§ **AIM OF THE TASK**: Each line of the data below must be reproduced without any change.

Records from a collection:
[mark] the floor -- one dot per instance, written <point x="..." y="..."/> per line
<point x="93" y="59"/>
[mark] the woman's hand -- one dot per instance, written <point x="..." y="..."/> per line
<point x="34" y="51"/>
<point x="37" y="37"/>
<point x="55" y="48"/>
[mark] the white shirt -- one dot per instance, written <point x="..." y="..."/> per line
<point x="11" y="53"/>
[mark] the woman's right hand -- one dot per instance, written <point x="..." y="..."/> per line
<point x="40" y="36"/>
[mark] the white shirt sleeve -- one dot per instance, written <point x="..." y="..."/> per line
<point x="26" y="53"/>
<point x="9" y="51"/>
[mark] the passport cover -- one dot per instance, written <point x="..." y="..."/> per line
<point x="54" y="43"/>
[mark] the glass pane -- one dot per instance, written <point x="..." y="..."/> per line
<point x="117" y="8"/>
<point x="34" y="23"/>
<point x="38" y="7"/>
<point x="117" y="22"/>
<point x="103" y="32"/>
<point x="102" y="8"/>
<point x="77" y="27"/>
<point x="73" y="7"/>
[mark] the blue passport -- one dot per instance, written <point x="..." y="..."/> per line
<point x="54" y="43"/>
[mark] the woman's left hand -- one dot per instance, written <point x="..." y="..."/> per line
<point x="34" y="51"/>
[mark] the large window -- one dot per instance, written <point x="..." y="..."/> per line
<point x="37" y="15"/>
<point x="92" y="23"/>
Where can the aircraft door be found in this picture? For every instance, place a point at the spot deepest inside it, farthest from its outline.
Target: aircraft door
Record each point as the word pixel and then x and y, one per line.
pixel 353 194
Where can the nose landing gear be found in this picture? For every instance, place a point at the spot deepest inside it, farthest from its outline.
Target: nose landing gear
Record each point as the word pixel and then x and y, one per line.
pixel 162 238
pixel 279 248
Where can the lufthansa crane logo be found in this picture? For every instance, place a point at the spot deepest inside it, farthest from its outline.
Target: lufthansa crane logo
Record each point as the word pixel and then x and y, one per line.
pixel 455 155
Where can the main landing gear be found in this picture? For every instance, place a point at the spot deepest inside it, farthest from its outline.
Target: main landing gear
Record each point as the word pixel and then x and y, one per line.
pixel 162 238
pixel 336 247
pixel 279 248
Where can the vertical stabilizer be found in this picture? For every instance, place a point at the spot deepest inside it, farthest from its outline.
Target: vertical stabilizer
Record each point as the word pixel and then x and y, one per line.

§ **YOUR SOLUTION**:
[mark] the floor -- one dot per instance, written <point x="..." y="..."/> per line
<point x="93" y="59"/>
[mark] the woman's hand -- one dot per instance, written <point x="..." y="..."/> per line
<point x="34" y="51"/>
<point x="37" y="37"/>
<point x="55" y="48"/>
[mark] the white shirt -- one dot per instance, written <point x="..." y="..."/> per line
<point x="11" y="53"/>
[mark] the woman's right hand -- one dot per instance, written <point x="..." y="..."/> per line
<point x="40" y="36"/>
[mark] the white shirt sleeve -- one dot per instance, written <point x="..." y="..."/> per line
<point x="26" y="53"/>
<point x="9" y="51"/>
[mark] the passport cover -- one dot per instance, written <point x="..." y="..."/> per line
<point x="54" y="43"/>
[mark] the glass pane -- one dot per instance, written <point x="..." y="..."/> per line
<point x="117" y="8"/>
<point x="34" y="23"/>
<point x="38" y="7"/>
<point x="117" y="22"/>
<point x="103" y="32"/>
<point x="102" y="8"/>
<point x="77" y="27"/>
<point x="73" y="7"/>
[mark] the blue passport -- one dot per instance, written <point x="..." y="..."/> per line
<point x="54" y="43"/>
[mark] the woman's left hand -- one dot per instance, written <point x="..." y="..."/> per line
<point x="34" y="51"/>
[mark] the large window -- one dot per instance, written <point x="..." y="..."/> per line
<point x="37" y="15"/>
<point x="92" y="23"/>
Where can the aircraft door be found in this picture? For every instance, place a point at the spot deepest inside it, farthest from its outline.
Target: aircraft door
Record each point as the word pixel and then x and y, one per line.
pixel 353 194
Where can the nose landing gear be found in this picture? For every instance, place a point at the spot deepest inside it, farthest from its outline.
Target: nose landing gear
Record each point as the word pixel and then x and y, one per line.
pixel 162 238
pixel 279 248
Where can the lufthansa crane logo be found in this picture? For every instance, place a point at the spot deepest inside it, farthest from its outline.
Target: lufthansa crane logo
Record each point as the word pixel and then x and y, one per line.
pixel 455 155
Where can the main landing gear be found in this picture? For every instance, place a point at the spot deepest inside it, farthest from its outline.
Target: main landing gear
Record each point as the word pixel and then x and y, one per line.
pixel 162 238
pixel 336 247
pixel 279 248
Where can the vertical stabilizer be found in this picture? For every instance, place a point at the spot deepest inside it, farthest from its outline.
Target: vertical stabilizer
Record each point as the word pixel and then x and y, one per line.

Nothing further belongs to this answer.